● **Exercise instructions**
Transcribe the data exactly, stopping after the "Spot the bell" line.

● **Extracted information**
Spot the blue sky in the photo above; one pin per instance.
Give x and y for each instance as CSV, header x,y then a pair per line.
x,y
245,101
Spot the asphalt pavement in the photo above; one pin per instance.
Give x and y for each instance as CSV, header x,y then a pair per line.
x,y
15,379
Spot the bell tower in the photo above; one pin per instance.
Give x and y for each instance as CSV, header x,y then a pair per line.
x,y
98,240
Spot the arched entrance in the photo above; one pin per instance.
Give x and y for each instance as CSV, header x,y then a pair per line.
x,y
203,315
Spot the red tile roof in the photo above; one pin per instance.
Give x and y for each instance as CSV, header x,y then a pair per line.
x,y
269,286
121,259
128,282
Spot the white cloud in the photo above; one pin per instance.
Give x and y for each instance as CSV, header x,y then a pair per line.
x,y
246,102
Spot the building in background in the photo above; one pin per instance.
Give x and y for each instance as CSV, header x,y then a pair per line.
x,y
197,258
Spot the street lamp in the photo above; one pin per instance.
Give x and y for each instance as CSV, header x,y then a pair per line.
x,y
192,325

● **Output of the task**
Spot the blue sky in the photo above; one pin per instance.
Give x and y for each instance as CSV, header x,y then a pair per line.
x,y
245,101
Spot the asphalt pavement in the photo above; one pin per instance.
Give x and y for each instance as CSV, header x,y then a pair per line.
x,y
15,379
Spot the bell tower in the photo above; one pin per instance.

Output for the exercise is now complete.